_Objective_
List each line in the material below that contains the string "sink", copying every such line in full.

_Data supplied_

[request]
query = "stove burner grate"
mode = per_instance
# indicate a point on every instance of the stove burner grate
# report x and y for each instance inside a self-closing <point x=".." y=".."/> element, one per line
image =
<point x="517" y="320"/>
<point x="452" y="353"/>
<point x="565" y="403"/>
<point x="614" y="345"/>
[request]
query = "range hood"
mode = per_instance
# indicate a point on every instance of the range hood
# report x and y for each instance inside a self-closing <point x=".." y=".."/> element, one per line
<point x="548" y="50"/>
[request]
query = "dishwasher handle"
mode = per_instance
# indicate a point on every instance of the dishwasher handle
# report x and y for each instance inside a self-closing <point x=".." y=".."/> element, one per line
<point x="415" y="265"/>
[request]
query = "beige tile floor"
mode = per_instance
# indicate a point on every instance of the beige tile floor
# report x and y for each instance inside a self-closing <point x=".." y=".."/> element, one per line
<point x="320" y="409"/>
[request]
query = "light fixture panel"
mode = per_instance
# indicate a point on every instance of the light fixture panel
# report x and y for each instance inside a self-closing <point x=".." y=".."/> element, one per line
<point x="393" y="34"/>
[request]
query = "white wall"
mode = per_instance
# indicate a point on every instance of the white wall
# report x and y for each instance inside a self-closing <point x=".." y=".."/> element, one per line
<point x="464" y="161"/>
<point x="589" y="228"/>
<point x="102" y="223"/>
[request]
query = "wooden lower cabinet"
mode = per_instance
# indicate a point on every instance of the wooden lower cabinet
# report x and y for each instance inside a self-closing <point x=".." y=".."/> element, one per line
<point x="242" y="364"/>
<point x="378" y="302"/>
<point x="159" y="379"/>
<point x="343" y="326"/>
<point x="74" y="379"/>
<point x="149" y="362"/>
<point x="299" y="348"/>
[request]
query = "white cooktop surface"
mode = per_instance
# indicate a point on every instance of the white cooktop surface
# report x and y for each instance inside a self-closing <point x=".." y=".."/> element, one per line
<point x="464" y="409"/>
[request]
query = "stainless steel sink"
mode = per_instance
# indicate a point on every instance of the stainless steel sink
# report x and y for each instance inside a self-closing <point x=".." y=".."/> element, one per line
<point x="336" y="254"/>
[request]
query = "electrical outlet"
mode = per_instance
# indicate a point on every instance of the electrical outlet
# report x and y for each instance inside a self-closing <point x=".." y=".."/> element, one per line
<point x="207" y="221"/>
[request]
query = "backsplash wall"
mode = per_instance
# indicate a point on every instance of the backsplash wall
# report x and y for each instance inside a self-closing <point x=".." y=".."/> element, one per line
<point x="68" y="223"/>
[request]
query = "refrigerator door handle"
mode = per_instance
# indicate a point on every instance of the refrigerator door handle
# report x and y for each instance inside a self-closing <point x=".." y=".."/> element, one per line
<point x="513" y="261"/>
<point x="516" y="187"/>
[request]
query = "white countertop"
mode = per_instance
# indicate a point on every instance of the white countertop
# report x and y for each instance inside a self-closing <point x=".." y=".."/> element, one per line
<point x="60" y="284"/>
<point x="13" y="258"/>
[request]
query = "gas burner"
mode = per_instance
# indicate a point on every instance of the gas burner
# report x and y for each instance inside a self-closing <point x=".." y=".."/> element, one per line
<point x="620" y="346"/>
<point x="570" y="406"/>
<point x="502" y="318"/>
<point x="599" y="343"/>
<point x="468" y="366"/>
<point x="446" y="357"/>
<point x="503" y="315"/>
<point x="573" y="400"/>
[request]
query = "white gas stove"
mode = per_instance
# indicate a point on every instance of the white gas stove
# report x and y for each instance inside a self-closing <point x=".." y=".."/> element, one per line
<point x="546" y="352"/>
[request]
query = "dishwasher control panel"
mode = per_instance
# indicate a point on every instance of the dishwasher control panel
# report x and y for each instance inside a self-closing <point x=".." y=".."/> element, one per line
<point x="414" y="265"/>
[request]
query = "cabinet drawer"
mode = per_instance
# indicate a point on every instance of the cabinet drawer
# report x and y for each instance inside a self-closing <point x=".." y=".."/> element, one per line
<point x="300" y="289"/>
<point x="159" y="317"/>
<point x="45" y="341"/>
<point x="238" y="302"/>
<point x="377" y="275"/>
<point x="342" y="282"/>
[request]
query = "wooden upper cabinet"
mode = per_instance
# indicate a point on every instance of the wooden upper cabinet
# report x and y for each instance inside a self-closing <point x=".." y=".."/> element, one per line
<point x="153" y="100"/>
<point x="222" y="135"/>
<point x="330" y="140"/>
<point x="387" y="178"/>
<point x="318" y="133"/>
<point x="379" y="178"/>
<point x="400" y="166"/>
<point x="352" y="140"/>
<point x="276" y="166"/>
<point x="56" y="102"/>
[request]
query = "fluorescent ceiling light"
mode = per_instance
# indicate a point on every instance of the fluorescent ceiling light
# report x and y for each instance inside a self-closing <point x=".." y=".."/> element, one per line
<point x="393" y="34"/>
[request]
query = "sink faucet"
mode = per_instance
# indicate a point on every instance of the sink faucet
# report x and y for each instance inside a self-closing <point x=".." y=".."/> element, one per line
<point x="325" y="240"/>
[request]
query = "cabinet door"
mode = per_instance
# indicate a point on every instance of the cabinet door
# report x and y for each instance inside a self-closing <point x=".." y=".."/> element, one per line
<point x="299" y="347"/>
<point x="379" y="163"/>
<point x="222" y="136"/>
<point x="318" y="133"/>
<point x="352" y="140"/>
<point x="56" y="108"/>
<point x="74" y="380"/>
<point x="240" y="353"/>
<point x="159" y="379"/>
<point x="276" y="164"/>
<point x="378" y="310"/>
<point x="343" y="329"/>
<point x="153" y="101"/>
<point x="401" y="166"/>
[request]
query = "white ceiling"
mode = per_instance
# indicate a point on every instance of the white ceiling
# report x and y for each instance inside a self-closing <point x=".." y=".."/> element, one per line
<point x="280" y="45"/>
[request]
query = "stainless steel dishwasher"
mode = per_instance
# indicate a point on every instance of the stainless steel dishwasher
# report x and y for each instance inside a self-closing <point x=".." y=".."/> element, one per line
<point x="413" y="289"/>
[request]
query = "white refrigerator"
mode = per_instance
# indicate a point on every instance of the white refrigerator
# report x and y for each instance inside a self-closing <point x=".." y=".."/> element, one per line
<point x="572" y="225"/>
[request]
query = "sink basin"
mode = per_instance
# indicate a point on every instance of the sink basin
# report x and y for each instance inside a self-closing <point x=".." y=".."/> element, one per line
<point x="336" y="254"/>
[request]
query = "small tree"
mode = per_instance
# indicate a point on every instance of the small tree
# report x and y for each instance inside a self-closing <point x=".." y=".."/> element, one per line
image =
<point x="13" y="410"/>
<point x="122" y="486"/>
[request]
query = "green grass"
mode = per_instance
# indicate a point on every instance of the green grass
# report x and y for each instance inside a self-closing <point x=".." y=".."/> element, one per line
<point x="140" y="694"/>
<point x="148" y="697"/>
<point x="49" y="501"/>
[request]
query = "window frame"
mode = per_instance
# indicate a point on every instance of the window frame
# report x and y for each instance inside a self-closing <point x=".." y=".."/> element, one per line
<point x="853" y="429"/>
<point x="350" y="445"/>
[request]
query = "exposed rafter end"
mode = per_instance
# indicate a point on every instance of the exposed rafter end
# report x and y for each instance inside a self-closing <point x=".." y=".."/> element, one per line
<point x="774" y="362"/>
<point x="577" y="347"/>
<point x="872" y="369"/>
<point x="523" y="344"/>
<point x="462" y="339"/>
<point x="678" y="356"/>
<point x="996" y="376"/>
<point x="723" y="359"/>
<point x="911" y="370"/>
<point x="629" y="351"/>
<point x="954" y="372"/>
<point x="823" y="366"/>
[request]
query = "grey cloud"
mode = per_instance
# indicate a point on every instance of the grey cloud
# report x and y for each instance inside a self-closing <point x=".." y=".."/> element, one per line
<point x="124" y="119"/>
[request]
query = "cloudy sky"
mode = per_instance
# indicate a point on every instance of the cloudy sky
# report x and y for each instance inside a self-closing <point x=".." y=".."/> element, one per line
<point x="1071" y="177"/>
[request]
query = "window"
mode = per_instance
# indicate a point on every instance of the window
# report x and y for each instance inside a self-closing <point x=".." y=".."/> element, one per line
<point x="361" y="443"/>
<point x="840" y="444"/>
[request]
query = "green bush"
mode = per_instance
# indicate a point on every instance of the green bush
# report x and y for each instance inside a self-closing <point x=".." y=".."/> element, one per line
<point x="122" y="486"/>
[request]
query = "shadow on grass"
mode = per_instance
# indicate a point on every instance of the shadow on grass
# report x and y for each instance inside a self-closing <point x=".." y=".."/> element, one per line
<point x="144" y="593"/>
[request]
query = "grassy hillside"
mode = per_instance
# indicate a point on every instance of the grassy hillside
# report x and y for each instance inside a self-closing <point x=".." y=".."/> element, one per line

_Correct response_
query = "stainless steel sink"
# indicate a point on every instance of the stainless steel sink
query = "sink faucet"
# indicate a point on every instance of the sink faucet
query = "sink basin"
# indicate a point on every instance of the sink basin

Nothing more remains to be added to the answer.